- _Task details_: Please go through the records below and return every line holding the word "grass".

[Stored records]
=== Section Start ===

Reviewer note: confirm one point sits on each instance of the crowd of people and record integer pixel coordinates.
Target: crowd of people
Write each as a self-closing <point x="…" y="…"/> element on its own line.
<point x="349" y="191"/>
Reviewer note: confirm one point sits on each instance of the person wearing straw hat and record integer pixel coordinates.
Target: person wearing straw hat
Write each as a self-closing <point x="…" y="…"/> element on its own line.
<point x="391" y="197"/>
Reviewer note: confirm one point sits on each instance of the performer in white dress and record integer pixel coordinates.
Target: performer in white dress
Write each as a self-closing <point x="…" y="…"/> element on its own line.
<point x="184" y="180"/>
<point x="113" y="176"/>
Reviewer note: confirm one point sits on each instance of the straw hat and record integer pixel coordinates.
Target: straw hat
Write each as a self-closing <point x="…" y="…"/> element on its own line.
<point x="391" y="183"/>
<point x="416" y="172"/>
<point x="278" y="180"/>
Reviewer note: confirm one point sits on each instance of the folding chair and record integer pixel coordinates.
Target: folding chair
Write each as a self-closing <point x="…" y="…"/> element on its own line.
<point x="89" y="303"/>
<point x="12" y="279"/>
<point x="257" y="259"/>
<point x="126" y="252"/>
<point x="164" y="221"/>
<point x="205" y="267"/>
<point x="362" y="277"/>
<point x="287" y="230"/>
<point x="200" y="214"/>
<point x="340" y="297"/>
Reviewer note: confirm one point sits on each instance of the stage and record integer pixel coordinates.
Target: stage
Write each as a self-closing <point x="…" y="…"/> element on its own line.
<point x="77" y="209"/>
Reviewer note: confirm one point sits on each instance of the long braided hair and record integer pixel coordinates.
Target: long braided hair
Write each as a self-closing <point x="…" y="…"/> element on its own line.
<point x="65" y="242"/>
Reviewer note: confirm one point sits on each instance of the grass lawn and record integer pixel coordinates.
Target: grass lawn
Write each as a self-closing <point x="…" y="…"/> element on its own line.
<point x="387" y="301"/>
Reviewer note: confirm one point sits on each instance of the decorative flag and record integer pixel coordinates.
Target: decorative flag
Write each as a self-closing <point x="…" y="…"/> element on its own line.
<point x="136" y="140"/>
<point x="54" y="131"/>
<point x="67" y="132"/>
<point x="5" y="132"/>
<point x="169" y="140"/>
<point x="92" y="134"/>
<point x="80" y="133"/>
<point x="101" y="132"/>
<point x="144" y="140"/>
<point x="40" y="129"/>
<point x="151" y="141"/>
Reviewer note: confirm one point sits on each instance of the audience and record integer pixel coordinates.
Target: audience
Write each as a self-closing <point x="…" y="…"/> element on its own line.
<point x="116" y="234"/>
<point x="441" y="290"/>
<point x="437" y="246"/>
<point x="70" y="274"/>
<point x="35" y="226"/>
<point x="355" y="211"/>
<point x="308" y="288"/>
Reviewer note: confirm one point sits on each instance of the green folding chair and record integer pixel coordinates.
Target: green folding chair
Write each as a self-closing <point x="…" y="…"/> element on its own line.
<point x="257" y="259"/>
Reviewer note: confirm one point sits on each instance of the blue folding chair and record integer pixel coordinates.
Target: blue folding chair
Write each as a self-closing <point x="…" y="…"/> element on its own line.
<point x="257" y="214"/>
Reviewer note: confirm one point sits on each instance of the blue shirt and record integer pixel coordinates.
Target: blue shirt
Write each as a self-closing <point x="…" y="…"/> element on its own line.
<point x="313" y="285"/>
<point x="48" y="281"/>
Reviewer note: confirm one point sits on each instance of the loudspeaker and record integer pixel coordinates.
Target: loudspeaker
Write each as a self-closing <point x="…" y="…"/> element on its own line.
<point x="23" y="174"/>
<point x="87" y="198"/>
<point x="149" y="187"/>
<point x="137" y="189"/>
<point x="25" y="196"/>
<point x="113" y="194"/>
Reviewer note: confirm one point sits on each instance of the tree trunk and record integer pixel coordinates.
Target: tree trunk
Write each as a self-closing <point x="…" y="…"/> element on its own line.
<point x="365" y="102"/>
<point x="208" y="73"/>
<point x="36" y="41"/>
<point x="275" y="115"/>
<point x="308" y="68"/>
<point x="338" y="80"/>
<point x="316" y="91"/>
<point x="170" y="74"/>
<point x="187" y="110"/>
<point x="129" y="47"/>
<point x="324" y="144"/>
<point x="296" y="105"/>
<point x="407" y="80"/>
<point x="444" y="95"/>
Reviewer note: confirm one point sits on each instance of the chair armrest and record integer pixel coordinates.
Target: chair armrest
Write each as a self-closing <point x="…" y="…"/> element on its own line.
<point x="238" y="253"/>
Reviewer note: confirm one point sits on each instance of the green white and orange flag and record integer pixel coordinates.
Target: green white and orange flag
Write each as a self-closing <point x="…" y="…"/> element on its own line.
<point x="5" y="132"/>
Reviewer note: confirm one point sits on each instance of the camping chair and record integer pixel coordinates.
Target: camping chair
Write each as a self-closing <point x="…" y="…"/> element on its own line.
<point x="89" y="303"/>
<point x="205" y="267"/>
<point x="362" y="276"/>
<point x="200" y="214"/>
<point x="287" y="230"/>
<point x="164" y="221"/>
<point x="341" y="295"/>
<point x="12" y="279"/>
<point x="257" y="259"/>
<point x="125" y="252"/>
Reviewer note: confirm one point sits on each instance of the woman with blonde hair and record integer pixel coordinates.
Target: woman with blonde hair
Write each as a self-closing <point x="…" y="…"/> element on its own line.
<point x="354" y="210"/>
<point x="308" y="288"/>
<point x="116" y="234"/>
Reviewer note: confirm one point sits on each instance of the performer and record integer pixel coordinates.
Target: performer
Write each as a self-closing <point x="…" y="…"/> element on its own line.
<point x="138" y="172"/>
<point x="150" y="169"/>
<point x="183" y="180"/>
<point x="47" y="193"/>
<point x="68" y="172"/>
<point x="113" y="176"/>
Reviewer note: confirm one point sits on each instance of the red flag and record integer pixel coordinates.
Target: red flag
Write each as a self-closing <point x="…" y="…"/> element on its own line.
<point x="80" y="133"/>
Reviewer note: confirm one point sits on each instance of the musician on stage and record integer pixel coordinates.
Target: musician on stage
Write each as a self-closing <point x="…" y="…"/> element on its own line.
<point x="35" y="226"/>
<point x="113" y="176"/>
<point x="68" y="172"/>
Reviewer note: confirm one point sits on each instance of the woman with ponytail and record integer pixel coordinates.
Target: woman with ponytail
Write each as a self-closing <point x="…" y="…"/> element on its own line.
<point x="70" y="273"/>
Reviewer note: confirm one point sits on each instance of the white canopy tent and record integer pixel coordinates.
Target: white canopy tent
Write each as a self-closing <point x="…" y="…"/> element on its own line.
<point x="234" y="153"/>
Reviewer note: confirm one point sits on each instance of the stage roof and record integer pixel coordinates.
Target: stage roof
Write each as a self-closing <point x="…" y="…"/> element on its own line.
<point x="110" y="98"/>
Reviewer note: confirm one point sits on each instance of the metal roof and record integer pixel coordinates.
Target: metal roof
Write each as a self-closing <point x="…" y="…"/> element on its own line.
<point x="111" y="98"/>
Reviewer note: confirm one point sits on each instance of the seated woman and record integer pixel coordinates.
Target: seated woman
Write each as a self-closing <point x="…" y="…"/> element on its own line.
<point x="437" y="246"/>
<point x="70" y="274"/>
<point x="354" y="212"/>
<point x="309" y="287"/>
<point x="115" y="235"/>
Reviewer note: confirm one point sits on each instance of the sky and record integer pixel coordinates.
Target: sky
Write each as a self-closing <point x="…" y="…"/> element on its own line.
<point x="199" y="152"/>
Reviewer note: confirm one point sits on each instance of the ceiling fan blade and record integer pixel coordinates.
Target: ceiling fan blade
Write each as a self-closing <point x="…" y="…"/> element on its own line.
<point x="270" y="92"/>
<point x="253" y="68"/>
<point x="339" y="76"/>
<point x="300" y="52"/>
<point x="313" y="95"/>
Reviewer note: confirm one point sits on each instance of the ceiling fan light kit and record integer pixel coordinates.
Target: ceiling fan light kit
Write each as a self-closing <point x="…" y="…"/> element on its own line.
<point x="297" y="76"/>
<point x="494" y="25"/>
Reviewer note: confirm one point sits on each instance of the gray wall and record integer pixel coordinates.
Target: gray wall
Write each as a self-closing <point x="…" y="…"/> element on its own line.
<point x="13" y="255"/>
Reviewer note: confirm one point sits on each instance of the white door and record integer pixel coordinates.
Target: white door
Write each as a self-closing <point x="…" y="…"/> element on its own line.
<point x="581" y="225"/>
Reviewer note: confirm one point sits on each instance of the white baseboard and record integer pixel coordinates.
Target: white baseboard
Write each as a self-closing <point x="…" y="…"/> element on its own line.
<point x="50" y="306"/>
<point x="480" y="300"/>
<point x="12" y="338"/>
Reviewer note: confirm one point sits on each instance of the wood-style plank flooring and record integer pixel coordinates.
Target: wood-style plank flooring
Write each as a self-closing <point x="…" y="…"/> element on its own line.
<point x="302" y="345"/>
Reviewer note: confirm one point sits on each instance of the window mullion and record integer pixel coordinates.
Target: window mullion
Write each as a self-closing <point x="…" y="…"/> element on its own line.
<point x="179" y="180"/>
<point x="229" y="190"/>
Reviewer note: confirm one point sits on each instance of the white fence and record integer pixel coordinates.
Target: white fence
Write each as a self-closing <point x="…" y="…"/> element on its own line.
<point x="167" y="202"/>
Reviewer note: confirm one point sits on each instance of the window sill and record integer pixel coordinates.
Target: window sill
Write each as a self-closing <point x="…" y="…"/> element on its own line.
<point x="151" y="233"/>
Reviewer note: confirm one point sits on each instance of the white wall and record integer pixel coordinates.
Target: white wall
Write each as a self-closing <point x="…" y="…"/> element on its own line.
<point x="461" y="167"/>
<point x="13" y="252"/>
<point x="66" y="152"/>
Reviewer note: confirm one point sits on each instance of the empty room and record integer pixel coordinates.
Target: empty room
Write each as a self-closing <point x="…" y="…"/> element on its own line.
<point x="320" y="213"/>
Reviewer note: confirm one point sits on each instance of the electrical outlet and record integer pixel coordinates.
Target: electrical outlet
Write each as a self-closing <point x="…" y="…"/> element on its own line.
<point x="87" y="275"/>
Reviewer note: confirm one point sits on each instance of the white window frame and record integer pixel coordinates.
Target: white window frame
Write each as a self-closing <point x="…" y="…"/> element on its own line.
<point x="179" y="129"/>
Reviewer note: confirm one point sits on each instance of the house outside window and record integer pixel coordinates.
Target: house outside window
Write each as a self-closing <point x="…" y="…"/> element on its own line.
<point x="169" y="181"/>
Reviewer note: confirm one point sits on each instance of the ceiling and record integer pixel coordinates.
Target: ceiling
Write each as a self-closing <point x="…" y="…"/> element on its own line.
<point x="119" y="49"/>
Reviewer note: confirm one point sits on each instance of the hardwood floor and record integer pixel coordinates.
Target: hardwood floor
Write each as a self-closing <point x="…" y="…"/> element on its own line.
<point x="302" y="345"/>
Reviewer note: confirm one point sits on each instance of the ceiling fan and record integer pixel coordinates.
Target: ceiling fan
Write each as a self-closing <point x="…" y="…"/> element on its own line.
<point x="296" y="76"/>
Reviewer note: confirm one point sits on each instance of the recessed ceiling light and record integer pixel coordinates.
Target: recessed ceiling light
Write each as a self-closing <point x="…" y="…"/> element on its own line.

=== Section End ===

- _Response area_:
Reviewer note: confirm one point sits on each instance of the grass lawn and record integer pixel coordinates.
Target: grass lawn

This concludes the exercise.